• [Article]:
· · · · ·
Run the following commands to set up the environment:

python -m venv .venv
source  .venv/bin/activate # dans la console linux
.venv/scripts/activate # dans la console windows
pip install -r requirements.txt

** Special attention** : Never install jwtand PyJWTpackage at the same time. See this thread on stackoverflow.

Checkout the content of the requirements.txt file.

Now, we will try to secure a very basic API.

2. API V0 : Security attempt 1

Run the script:

# Running the script
python 1_clear_embedded_encryption.py

Testing the API :

To test the API, you can use various tools such as curl, Postman, or Python scripts. Below, I'll provide examples for each method to test the /predict/, /pseudonymize/, and /decrypt/{user_id} endpoints.

Using curl

  1. Test /predict/ endpoint:
curl -X POST "http://localhost:8000/predict/" -H "Content-Type: application/json" -d '{
    "first_name": "John",
    "last_name": "Doe",
    "email": "john.doe@example.com",
    "age": 30,
    "sex": "Male",
    "favorite_color": "Red",
    "favorite_food": "Pizza"
}'
  1. Test /pseudonymize/ endpoint:
curl -X GET "http://localhost:8000/pseudonymize/"
  1. Test /decrypt/{user_id} endpoint (replace {user_id} with an actual user ID, e.g., 0):
curl -X GET "http://localhost:8000/decrypt/0"

Using Postman

  1. Test /predict/ endpoint:

    • Open Postman.
    • Create a new POST request with URL: http://localhost:8000/predict/.
    • Set the request body to raw and JSON format.
· · · · ·
• [Problems]:
[a] According to the tutorial, which script is run for "API V0 : Security attempt 1"?
[b] State whether each statement agrees with the tutorial. Answer yes or no, and quote the deciding words of the tutorial. (i) Curl, Postman, and Python scripts are named as tools for testing the API. (ii) The /pseudonymize/ endpoint is tested with a POST request. (iii) In Postman, the request body for /predict/ is set to form data.
[c] Retype the part of the tutorial starting at "Run the following" and ending at "the requirements.txt file.".

• [Recorded data]:
· · · · ·
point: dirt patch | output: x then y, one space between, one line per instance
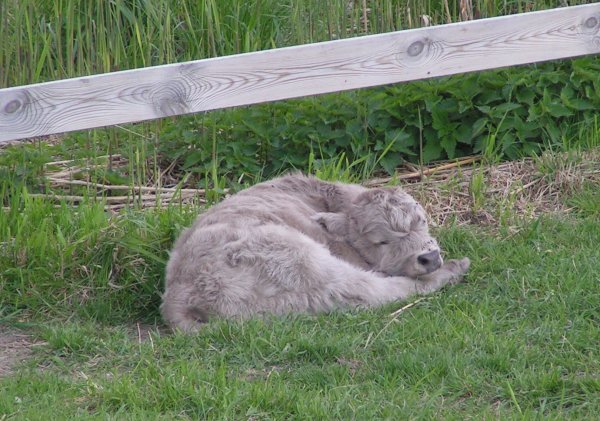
· · · · ·
• [Responses per task]:
[a] 1_clear_embedded_encryption.py

[b]
(i) Yes: "you can use various tools such as curl, Postman, or Python scripts"
(ii) No: "curl -X GET "http://localhost:8000/pseudonymize/""
(iii) No: "Set the request body to raw and JSON format."

[c]
Run the following commands to set up the environment:

python -m venv .venv
source  .venv/bin/activate # dans la console linux
.venv/scripts/activate # dans la console windows
pip install -r requirements.txt

** Special attention** : Never install jwtand PyJWTpackage at the same time. See this thread on stackoverflow.

Checkout the content of the requirements.txt file.